Task objective: Please reproduce, exactly and in full, the lines running from the one that contains "# point at: rippled" to the end of the entries.

Dataset records:

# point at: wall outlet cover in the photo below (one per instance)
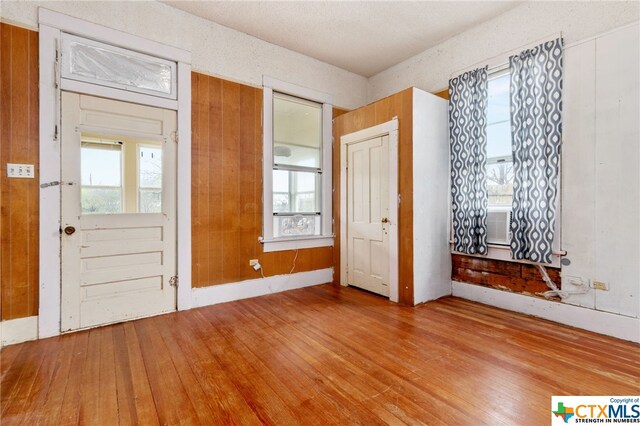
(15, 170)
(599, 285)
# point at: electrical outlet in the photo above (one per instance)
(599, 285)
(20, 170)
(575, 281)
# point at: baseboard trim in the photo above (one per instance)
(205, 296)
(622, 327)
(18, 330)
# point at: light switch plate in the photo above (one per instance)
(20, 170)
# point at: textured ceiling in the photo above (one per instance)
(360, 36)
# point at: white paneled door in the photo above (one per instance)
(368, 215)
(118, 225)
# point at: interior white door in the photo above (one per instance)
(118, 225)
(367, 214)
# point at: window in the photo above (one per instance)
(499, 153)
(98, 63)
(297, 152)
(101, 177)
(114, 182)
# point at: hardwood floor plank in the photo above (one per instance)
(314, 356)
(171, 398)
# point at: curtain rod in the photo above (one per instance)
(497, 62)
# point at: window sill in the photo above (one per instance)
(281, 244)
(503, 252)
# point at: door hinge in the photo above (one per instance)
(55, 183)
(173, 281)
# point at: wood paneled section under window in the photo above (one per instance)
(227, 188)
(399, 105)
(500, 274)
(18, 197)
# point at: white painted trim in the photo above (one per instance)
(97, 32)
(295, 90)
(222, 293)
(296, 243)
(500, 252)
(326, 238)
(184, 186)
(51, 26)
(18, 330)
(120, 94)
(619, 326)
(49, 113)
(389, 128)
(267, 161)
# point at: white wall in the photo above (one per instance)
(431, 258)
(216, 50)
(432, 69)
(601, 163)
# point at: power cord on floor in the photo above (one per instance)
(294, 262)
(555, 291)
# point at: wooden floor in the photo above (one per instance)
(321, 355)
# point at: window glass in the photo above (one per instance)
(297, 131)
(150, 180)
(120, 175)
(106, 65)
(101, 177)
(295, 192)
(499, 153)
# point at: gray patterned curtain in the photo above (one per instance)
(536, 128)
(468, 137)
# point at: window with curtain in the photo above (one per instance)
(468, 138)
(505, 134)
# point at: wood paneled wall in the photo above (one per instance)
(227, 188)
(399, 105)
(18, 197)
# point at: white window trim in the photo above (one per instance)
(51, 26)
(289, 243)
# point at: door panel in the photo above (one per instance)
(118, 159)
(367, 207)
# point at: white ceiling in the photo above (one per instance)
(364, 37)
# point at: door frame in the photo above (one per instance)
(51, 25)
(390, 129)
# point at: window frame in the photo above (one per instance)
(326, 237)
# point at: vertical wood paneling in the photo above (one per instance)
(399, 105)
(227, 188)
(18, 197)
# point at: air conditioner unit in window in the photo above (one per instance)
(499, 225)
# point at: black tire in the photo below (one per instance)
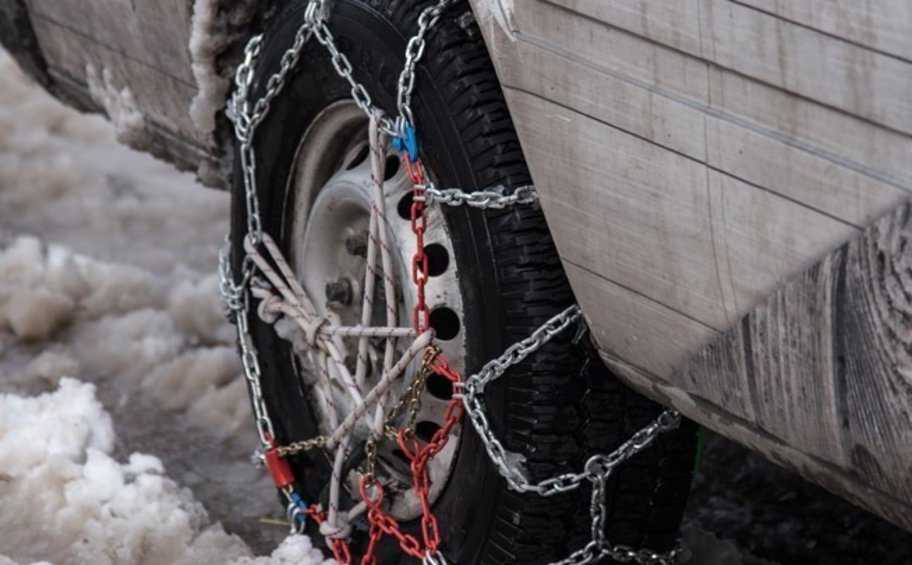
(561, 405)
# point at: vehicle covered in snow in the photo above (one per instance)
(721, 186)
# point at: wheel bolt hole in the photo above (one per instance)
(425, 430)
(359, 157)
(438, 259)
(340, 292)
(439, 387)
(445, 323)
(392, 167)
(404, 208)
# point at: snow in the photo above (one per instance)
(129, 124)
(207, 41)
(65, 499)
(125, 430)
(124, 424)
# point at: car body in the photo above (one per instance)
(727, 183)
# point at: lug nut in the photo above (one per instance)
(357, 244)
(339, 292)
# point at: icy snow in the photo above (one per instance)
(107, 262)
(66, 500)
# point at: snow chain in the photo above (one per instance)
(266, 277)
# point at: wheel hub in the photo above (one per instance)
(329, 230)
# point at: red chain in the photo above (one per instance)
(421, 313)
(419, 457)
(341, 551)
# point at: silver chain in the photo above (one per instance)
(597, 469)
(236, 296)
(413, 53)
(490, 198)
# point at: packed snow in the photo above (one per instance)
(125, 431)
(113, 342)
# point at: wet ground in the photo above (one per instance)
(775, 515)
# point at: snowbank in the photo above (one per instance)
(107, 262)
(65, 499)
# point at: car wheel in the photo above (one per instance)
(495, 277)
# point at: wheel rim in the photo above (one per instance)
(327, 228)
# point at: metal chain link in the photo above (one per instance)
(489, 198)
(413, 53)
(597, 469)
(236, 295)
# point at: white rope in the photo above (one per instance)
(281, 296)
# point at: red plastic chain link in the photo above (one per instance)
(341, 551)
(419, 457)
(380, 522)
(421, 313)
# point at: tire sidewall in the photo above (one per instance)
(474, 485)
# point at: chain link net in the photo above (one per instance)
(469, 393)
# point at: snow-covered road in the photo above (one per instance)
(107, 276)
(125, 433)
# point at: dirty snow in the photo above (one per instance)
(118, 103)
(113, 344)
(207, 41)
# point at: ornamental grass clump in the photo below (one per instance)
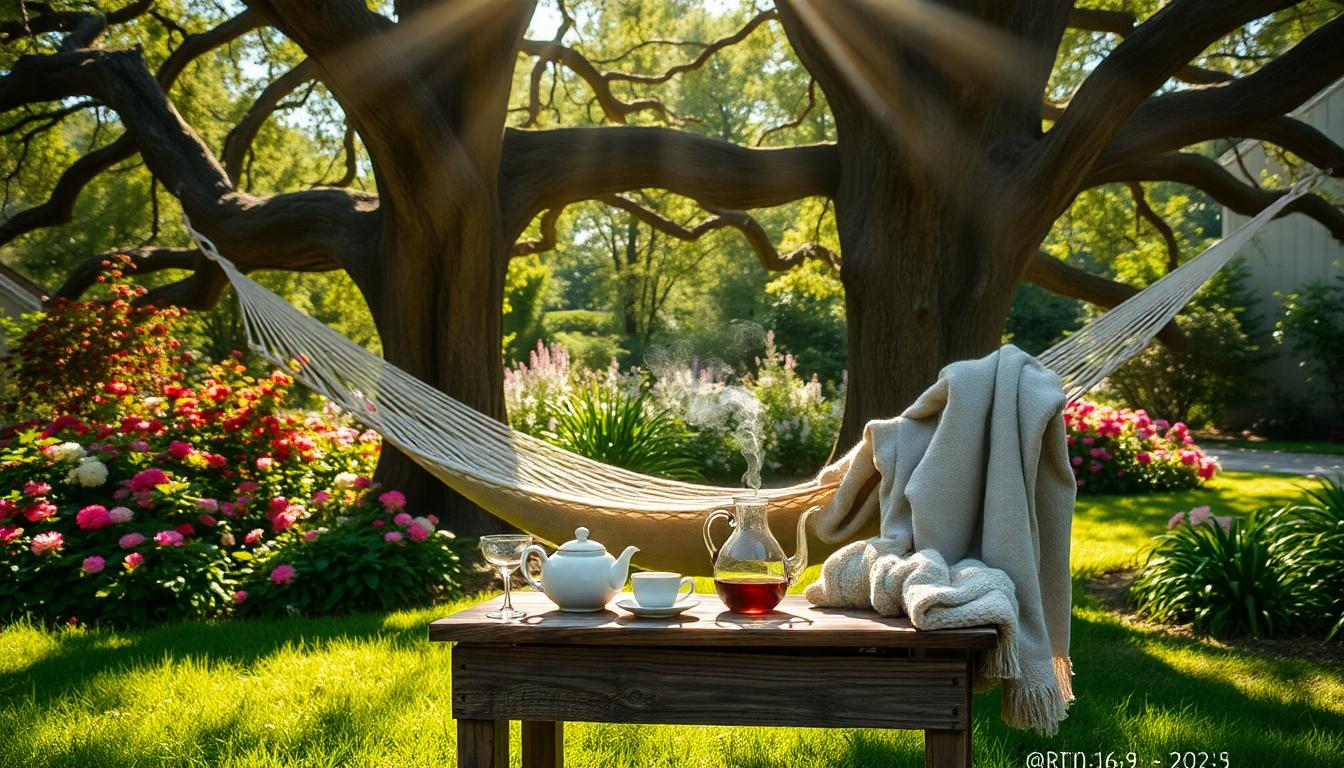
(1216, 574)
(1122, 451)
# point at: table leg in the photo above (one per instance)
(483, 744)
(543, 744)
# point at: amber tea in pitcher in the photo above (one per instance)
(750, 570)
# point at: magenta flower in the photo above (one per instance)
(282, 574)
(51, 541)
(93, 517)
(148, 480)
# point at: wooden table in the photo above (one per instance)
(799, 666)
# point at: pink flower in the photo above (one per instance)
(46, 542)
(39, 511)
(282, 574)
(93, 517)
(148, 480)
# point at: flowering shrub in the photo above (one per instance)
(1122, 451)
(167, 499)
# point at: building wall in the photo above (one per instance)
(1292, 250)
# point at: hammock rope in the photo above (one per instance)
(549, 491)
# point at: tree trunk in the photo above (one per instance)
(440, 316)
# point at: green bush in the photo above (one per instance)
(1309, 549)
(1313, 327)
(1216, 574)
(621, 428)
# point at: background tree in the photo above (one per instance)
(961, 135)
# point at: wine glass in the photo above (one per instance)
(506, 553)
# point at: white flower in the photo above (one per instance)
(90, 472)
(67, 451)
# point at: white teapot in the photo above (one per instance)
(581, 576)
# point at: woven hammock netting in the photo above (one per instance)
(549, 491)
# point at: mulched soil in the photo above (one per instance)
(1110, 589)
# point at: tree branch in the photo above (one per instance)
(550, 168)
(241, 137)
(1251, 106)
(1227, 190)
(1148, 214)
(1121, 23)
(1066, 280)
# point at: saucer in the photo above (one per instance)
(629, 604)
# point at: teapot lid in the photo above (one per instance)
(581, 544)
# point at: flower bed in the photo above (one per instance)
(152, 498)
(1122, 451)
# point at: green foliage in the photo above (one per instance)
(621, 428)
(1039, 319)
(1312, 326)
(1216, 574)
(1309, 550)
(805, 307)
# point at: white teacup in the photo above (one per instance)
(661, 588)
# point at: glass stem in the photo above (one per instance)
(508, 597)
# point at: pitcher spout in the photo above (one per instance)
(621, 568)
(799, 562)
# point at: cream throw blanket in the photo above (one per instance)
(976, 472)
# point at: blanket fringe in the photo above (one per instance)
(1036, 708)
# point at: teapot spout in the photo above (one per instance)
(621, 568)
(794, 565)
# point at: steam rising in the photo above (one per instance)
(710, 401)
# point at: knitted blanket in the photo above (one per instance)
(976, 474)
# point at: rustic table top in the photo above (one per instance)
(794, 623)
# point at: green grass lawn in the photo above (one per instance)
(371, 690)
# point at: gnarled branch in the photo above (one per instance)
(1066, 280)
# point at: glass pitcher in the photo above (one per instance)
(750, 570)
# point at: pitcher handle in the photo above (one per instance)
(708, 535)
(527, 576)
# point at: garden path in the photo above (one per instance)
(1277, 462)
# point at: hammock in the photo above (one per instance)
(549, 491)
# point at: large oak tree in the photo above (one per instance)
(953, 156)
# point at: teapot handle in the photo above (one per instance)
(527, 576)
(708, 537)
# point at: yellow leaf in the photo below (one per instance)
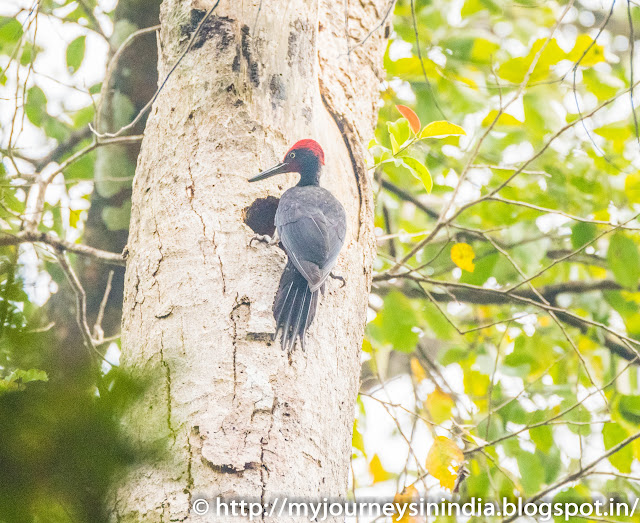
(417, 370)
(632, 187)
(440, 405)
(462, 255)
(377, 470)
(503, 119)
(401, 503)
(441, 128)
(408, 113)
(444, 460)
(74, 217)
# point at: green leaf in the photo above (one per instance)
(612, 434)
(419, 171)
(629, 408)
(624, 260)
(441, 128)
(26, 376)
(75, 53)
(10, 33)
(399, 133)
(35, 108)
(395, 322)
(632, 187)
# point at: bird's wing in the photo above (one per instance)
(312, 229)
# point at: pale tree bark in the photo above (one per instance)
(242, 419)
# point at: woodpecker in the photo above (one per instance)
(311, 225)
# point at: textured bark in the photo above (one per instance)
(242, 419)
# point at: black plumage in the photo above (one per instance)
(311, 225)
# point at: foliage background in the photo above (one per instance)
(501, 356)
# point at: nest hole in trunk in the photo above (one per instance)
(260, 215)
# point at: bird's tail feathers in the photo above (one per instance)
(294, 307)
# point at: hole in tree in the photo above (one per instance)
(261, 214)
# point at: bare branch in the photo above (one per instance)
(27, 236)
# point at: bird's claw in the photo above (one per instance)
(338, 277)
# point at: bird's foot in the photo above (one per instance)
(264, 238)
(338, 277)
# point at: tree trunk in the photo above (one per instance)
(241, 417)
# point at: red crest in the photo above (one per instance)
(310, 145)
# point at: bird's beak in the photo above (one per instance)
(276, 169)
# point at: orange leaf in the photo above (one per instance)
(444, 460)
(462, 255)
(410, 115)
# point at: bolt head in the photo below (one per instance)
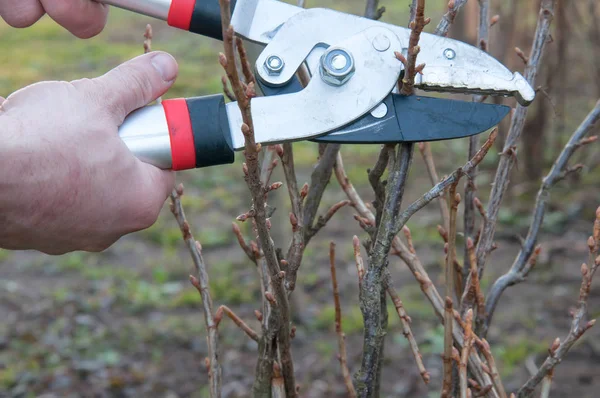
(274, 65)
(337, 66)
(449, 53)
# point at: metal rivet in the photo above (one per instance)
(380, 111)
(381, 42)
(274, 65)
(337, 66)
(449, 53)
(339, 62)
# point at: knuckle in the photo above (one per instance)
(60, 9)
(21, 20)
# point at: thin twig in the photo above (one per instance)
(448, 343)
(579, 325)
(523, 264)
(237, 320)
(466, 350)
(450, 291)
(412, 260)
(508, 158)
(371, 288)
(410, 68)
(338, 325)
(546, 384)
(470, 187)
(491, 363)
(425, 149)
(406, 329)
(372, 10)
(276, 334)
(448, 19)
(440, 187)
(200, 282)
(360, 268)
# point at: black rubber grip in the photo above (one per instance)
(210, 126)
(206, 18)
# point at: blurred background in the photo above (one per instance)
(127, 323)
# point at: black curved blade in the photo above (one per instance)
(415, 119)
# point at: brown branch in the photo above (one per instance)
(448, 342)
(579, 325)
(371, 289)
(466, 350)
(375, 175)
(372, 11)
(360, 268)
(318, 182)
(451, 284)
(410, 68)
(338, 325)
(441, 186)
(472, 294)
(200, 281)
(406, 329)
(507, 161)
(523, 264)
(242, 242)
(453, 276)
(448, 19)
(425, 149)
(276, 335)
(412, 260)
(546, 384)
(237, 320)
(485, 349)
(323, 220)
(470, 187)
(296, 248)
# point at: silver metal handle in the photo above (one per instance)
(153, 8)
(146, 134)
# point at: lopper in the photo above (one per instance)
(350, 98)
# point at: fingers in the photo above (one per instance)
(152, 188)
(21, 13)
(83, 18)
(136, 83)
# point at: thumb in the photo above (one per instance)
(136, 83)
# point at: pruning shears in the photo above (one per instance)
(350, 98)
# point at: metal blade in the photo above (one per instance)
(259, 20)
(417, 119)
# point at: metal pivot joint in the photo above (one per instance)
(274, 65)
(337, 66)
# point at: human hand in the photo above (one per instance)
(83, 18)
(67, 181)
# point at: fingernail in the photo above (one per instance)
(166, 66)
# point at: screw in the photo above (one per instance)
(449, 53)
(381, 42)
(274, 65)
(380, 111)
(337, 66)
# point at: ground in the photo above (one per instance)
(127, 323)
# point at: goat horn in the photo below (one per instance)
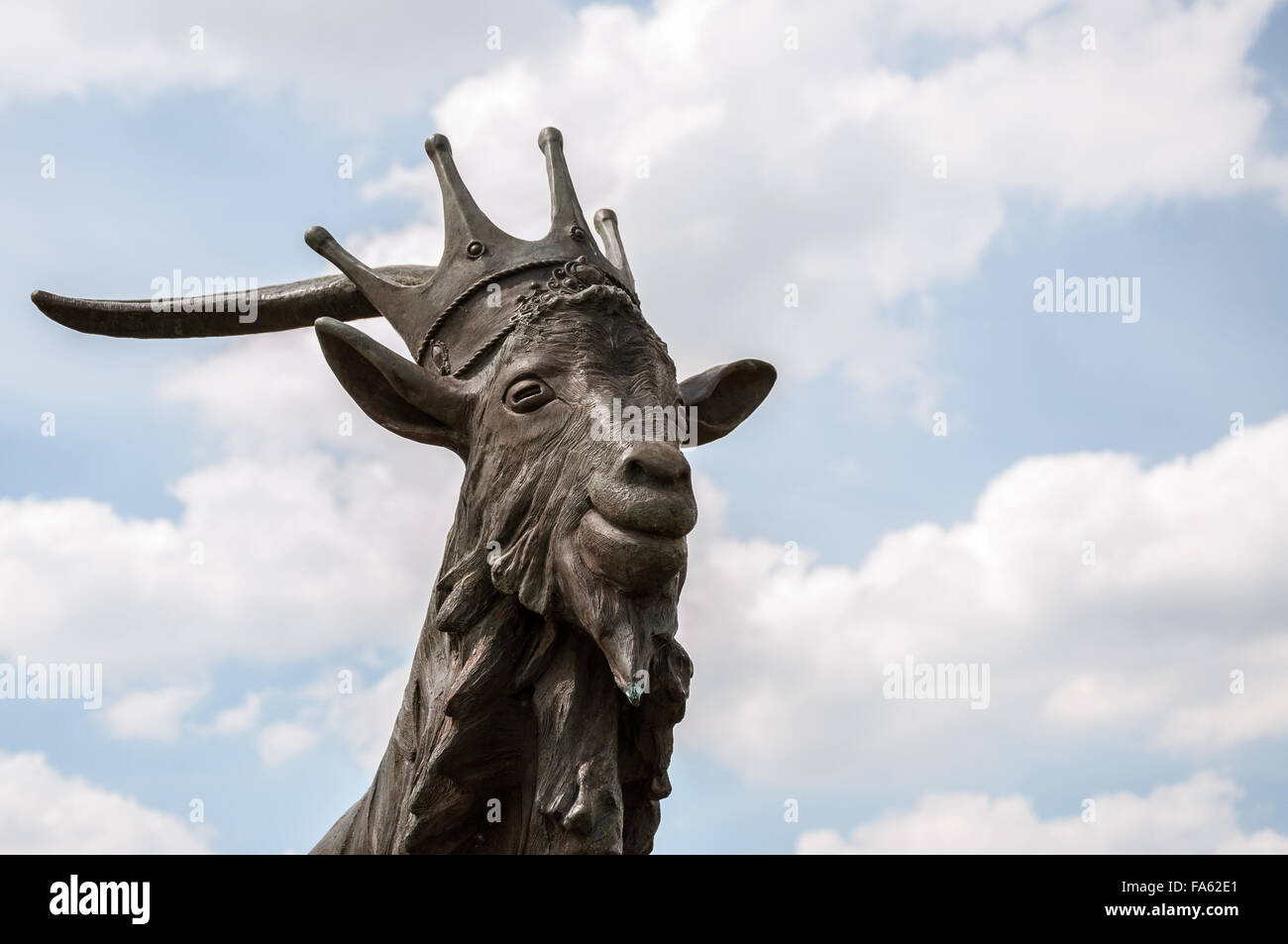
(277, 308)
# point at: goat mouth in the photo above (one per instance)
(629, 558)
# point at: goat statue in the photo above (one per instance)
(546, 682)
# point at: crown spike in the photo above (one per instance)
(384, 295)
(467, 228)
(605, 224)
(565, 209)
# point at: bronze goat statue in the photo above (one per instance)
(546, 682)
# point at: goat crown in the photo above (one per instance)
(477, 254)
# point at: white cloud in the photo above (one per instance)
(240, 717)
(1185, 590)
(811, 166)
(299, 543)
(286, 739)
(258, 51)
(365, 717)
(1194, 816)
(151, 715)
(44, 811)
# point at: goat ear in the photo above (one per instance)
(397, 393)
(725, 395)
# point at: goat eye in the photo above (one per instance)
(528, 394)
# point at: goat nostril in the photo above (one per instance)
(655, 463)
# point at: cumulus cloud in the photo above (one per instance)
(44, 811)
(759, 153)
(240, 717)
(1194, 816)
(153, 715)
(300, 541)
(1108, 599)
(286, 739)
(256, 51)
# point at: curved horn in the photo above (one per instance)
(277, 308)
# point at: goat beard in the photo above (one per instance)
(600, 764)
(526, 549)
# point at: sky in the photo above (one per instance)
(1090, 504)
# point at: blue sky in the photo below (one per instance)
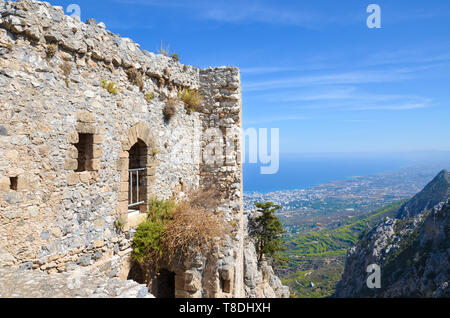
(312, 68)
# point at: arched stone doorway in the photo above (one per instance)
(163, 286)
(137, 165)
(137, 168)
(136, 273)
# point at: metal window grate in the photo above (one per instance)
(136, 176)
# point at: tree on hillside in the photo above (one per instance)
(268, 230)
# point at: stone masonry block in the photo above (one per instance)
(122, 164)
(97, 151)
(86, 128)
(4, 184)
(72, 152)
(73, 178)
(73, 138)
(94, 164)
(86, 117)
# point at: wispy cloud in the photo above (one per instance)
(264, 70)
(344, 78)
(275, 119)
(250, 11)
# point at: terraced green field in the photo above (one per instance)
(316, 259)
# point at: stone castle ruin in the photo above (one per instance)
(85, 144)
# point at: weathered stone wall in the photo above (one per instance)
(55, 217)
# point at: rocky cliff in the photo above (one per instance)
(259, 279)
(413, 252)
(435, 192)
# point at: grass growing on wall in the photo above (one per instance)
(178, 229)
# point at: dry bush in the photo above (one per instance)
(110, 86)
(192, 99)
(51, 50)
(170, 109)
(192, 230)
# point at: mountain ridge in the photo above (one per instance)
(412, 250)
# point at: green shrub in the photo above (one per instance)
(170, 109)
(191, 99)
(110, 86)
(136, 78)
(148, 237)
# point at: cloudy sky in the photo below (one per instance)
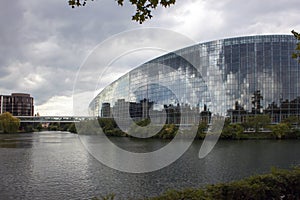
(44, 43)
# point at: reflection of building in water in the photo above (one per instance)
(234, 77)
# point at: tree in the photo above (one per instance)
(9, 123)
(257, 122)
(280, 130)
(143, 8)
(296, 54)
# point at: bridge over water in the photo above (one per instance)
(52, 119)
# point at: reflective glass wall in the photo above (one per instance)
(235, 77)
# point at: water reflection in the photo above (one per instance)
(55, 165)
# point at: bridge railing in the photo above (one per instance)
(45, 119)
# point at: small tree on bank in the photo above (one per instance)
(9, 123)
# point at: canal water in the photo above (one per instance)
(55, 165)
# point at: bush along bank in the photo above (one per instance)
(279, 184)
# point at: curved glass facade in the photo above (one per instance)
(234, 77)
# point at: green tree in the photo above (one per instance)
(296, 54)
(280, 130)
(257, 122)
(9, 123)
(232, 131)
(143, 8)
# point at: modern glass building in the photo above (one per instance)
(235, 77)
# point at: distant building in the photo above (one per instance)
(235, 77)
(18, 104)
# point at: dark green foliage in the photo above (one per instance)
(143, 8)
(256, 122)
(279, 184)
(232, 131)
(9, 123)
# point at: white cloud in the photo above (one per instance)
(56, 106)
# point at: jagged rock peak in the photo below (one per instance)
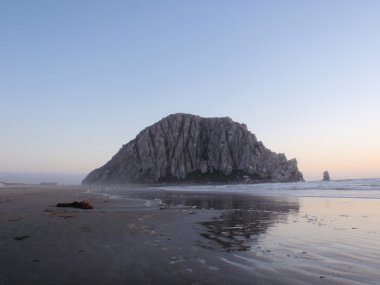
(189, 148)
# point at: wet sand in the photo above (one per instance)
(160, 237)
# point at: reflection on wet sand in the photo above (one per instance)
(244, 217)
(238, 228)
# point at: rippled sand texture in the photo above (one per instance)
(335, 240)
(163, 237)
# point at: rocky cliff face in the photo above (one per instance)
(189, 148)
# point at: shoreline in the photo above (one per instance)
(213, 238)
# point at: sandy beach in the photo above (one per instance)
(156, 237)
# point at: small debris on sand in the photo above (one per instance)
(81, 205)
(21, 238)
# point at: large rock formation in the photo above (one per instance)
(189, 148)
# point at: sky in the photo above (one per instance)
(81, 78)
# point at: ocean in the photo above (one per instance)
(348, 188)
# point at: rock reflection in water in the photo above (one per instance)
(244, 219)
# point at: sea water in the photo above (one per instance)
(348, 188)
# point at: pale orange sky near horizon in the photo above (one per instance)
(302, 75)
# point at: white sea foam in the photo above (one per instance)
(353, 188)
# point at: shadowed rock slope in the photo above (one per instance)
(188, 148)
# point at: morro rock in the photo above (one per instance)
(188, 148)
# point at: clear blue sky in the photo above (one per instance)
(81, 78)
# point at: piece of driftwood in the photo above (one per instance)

Exercise solution:
# point at: rippled sand texture in the photo above (one per instance)
(335, 240)
(163, 237)
# point at: rocky cliff face in the photo above (one per instance)
(189, 148)
# point at: shoreline in the photo above (one per instance)
(213, 238)
# point at: sandy beach in the photo above (one per instance)
(156, 237)
# point at: small debris on sand in the photo above (one per instance)
(81, 205)
(21, 238)
# point at: large rock formation in the photo above (one per instance)
(189, 148)
# point at: sky in the photo above (one per instance)
(81, 78)
# point at: ocean in the photo above (one per instance)
(348, 188)
# point at: rock reflection in water in the photo above (one per instance)
(244, 219)
# point at: sea water in the photo above (one per instance)
(348, 188)
# point at: pale orange sky near horizon in the photo above (one per instance)
(302, 75)
# point at: white sea foam in the photo above (one per instance)
(353, 188)
# point at: shadowed rock slope in the photo above (one per instance)
(188, 148)
# point at: morro rock in the photo above (one per instance)
(188, 148)
# point at: clear blue sky in the photo above (one per instance)
(81, 78)
# point at: piece of driftwood in the photo above (one per instance)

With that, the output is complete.